EXERCISE AIM:
Return every line of the data that contains the string "window", matching case exactly.

┌─ EXERCISE MATERIALS

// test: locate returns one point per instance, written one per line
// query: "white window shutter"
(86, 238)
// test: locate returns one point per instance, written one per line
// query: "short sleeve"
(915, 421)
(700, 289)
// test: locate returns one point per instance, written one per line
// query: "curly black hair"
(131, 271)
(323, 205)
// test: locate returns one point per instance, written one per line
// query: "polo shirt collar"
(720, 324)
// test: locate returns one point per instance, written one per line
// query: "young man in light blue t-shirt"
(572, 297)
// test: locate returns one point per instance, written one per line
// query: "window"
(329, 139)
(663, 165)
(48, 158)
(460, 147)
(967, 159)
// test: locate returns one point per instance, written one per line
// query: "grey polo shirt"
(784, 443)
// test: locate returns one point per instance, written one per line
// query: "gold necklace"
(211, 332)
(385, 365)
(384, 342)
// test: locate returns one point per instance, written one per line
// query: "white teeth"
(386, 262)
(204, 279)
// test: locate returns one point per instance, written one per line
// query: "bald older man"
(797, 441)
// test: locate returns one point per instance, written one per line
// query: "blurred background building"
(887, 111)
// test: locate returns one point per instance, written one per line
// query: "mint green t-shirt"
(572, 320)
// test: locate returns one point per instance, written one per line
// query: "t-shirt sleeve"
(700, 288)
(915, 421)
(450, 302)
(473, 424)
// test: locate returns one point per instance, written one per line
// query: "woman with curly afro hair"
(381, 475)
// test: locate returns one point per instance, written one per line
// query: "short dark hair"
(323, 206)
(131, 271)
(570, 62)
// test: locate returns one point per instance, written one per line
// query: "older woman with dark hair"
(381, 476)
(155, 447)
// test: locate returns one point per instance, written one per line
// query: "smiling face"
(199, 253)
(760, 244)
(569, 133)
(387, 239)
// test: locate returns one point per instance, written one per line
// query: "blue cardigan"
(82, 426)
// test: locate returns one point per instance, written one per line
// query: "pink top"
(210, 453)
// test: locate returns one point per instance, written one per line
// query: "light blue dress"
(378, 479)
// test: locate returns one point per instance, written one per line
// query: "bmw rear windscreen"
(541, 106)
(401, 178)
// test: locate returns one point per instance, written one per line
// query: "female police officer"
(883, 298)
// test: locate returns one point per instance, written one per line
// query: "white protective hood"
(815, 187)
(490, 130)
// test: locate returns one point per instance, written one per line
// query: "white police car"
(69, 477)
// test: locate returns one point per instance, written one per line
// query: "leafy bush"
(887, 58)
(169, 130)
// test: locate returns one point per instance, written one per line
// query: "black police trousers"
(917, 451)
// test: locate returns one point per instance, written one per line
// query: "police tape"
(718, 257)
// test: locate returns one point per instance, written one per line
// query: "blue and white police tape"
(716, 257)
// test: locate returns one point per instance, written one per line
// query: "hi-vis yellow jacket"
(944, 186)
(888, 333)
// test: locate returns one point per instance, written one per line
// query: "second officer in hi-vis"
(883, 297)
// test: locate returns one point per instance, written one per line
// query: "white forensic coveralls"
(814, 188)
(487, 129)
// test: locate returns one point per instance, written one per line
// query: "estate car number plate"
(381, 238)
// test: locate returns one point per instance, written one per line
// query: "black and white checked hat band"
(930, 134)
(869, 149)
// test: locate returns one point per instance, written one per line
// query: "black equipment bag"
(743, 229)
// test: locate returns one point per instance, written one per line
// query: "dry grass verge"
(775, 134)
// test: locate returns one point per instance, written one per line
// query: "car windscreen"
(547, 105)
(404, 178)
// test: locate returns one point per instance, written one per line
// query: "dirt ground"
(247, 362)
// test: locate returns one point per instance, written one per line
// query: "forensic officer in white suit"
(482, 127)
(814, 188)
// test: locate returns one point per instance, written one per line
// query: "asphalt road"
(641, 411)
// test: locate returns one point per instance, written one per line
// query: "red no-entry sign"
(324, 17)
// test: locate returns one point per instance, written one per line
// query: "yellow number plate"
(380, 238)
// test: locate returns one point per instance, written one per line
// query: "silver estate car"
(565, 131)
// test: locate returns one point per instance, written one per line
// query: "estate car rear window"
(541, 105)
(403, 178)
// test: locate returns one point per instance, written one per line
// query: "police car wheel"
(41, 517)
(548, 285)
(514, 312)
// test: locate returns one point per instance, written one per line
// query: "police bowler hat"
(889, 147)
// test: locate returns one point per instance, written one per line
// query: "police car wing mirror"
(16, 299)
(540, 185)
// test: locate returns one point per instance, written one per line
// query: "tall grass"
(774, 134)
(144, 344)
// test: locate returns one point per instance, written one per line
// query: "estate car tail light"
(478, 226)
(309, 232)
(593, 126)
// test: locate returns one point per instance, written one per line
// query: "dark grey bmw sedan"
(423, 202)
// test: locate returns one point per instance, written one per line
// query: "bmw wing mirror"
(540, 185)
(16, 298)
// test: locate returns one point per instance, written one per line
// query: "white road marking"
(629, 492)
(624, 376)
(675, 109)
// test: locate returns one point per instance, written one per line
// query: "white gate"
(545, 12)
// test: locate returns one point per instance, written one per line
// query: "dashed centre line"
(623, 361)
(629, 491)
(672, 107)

└─

RESPONSE:
// query: "white window shutter"
// query: "window"
// query: "estate car rear window"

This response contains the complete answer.